*What the exercise asks*
Everything from the opening line of the records below through the line with "box: [235, 455, 690, 491]" must be duplicated exactly, pictures left out.

*Data for review*
((
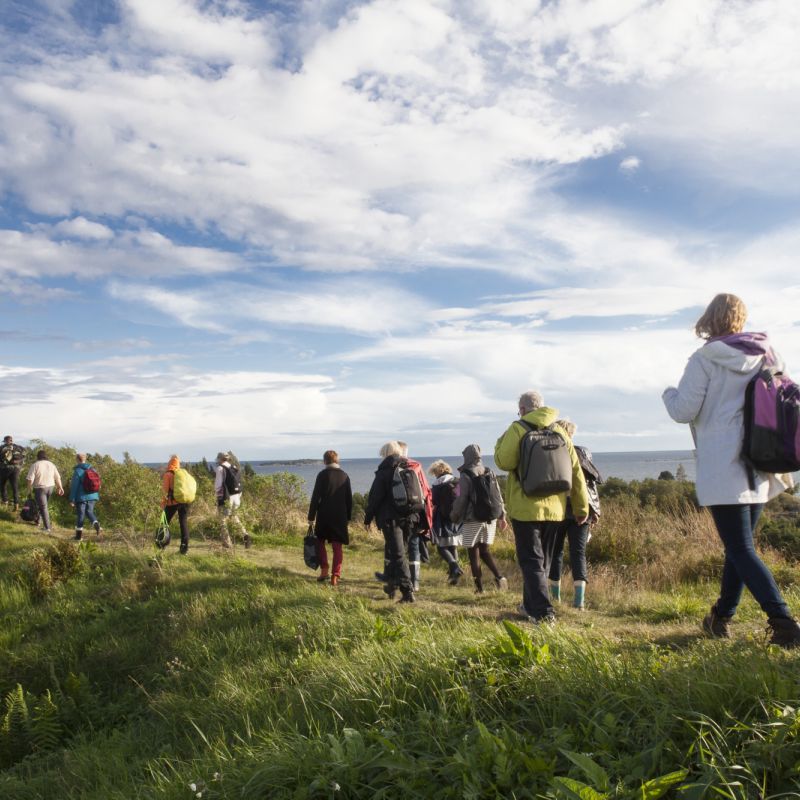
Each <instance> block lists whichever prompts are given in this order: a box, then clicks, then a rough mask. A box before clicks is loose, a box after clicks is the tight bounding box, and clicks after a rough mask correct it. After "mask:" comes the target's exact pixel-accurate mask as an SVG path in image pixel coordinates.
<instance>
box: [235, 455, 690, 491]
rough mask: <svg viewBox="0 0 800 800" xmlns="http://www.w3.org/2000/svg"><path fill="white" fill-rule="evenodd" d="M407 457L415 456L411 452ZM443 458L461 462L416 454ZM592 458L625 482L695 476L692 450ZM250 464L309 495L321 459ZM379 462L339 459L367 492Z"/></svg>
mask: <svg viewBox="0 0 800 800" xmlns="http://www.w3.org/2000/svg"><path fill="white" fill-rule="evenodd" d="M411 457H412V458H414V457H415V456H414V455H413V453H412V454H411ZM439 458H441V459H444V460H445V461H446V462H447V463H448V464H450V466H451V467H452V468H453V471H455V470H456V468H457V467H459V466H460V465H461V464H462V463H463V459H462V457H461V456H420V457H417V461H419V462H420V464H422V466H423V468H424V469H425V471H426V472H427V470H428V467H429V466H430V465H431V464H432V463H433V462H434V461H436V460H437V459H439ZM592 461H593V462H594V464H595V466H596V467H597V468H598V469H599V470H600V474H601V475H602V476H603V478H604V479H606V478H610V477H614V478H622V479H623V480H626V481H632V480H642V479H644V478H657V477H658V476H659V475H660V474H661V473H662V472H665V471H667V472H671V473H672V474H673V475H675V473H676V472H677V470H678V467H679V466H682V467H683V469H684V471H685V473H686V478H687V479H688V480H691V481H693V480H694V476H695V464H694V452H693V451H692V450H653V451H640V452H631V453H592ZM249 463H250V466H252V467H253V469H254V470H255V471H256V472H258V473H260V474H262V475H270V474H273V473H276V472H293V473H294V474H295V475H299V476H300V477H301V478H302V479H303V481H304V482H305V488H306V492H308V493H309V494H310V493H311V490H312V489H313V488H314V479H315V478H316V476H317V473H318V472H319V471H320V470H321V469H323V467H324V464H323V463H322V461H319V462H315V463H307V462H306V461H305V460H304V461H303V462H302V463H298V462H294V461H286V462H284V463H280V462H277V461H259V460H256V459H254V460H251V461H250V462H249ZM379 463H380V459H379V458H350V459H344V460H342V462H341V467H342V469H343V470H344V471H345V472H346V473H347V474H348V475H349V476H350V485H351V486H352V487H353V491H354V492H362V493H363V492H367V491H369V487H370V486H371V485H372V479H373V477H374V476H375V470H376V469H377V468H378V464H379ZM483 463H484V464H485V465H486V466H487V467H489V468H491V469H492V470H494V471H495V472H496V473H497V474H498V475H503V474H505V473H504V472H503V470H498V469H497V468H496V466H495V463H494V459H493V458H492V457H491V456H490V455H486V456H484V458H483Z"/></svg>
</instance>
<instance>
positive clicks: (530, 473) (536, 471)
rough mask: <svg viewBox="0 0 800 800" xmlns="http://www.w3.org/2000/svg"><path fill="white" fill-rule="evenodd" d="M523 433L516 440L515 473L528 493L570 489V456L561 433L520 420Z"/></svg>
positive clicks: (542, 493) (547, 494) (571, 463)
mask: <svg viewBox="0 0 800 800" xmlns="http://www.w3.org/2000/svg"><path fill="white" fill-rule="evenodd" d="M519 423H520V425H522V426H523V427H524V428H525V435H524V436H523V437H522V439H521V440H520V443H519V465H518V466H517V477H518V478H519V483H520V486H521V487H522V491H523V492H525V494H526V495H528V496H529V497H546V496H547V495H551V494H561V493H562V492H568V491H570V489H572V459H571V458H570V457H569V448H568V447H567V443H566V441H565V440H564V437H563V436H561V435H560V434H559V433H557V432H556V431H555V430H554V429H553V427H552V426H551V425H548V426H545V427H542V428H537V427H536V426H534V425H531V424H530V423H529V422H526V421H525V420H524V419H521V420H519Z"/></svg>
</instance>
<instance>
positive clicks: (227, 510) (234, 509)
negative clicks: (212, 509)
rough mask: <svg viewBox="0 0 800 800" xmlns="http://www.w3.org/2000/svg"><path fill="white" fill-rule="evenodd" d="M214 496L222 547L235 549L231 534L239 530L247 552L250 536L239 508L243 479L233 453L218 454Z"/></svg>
))
*Solution to this problem*
Each <instance> block lists whichever prompts are given in this order: a box, then clicks, then a rough mask. A box before clicks is loose, a box after clicks is the tight bounding box, and clicks after a rough mask correct it. After "mask:" comes the target's exact pixel-accurate mask as an SVG path in image pixel coordinates.
<instance>
box: [235, 455, 690, 491]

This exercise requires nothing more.